Come for the romance, stay for the oxytocin. That's the neurobiological bottom line on monogamy, according to a new study.
Men spritzed with oxytocin, a hormone from the pituitary gland, showed a renewed attraction for the faces of their romantic partners, but not for equally attractive strangers, according to a study recently published online in the journal Proceedings of the National Academy of Sciences.
And the men weren't just saying so. Their brains were hyped up in areas associated with reward and motivation, according to the study.
“Monogamy is actually quite costly for humans, so there must be some form of benefit,” said Rene Hurlemann, a psychiatrist at the University of Bonn in Germany who led the study. “We'd expect humans, especially males, would disseminate their genes. That would be a very strong evolutionary force driving male behavior. But what drives males to stay in a monogamous relationship?”
The answer may lie in a steady diet of oxytocin that triggers dopamine, a neurotransmitter associated with reward, motivation and addiction, according to the study.
Only about 3 percent to 5 percent of mammals form strong pair bonds, and among them, the prairie vole is perhaps the most studied. Monogamous voles, according to those studies, have more receptors for dopamine and have more oxytocin receptors in the cortex and several lower brain areas in the reward loop.

**INFORMATION SUPPLIED**.
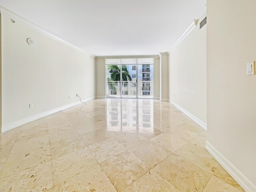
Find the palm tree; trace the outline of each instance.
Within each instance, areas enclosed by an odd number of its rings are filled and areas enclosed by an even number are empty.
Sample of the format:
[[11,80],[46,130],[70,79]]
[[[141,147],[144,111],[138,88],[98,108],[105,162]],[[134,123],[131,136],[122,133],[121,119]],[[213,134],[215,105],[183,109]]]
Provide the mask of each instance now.
[[[108,66],[108,70],[109,71],[111,70],[113,70],[110,75],[111,80],[112,81],[120,81],[120,68],[117,65],[109,65]],[[132,81],[132,77],[125,65],[122,66],[122,77],[123,81]]]

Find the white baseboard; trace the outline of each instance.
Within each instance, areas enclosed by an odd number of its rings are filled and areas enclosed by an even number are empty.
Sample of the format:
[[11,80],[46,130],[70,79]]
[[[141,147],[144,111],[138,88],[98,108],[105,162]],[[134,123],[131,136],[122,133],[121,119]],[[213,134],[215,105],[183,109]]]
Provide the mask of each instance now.
[[[95,98],[95,97],[92,97],[82,100],[82,101],[83,102],[86,102],[86,101],[88,101],[90,100],[92,100],[92,99],[93,99]],[[81,103],[80,101],[78,101],[77,102],[75,102],[74,103],[72,103],[68,105],[64,105],[64,106],[58,107],[58,108],[52,109],[49,111],[46,111],[45,112],[43,112],[39,114],[33,115],[33,116],[25,118],[25,119],[19,120],[18,121],[10,123],[9,124],[8,124],[7,125],[4,125],[2,126],[2,132],[3,133],[4,132],[5,132],[6,131],[10,130],[11,129],[18,127],[19,126],[20,126],[21,125],[24,125],[24,124],[26,124],[26,123],[29,123],[30,122],[34,121],[35,120],[36,120],[37,119],[38,119],[42,117],[44,117],[48,115],[50,115],[51,114],[58,112],[59,111],[60,111],[62,110],[64,110],[64,109],[67,109],[68,108],[69,108],[70,107],[73,107]]]
[[208,141],[206,149],[246,192],[256,192],[256,186]]
[[172,101],[170,100],[169,100],[169,102],[171,103],[172,104],[174,105],[175,107],[176,107],[177,108],[180,110],[180,111],[182,111],[183,113],[186,114],[187,116],[189,117],[190,119],[194,121],[196,123],[198,124],[201,127],[203,128],[205,130],[207,130],[207,125],[204,123],[204,122],[202,121],[199,119],[198,119],[196,117],[194,116],[192,114],[190,113],[188,111],[184,109],[183,108],[181,107],[180,106],[178,105],[178,104],[175,103],[175,102]]
[[96,98],[106,98],[106,96],[96,96]]

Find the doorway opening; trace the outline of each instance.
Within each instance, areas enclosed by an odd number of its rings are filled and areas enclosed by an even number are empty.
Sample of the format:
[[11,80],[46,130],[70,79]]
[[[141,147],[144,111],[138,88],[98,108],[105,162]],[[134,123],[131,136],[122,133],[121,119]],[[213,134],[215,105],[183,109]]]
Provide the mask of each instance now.
[[106,59],[106,96],[153,98],[154,59]]

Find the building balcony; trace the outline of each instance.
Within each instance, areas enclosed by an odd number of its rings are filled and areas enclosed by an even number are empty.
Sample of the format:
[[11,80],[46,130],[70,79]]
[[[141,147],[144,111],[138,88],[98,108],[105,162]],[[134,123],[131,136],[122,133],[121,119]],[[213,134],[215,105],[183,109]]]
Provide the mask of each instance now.
[[142,73],[151,73],[151,70],[150,70],[150,69],[142,69],[141,70],[141,72]]

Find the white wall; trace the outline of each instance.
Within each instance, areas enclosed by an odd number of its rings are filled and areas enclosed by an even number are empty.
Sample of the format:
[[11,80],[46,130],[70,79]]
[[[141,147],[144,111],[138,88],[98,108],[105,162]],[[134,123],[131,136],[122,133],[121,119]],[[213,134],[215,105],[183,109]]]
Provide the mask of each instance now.
[[167,52],[160,53],[160,100],[169,100],[168,55]]
[[206,127],[206,25],[197,26],[169,53],[170,100]]
[[160,97],[160,59],[154,59],[154,98],[159,99]]
[[106,97],[106,62],[102,58],[96,58],[96,96]]
[[256,75],[246,72],[256,60],[255,8],[207,1],[207,140],[248,192],[256,191]]
[[[4,130],[10,124],[78,101],[76,93],[82,100],[95,96],[93,57],[2,17]],[[34,45],[27,43],[28,38]]]

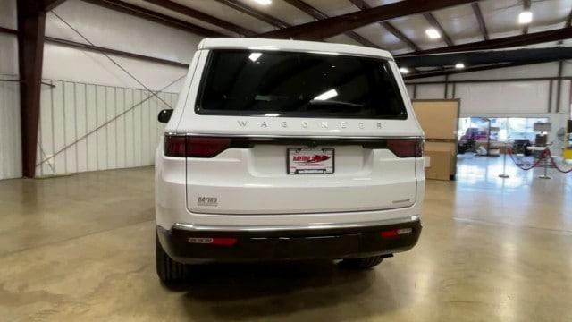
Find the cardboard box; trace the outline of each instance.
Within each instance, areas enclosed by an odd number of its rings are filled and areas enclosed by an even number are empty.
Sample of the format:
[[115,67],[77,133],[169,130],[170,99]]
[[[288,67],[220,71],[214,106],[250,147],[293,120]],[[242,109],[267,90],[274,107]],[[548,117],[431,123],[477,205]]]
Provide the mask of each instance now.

**BRIEF**.
In the article on oxytocin and monogamy, what share of mammals form strong pair bonds?

**WRITTEN REPLY**.
Only about 3 percent to 5 percent.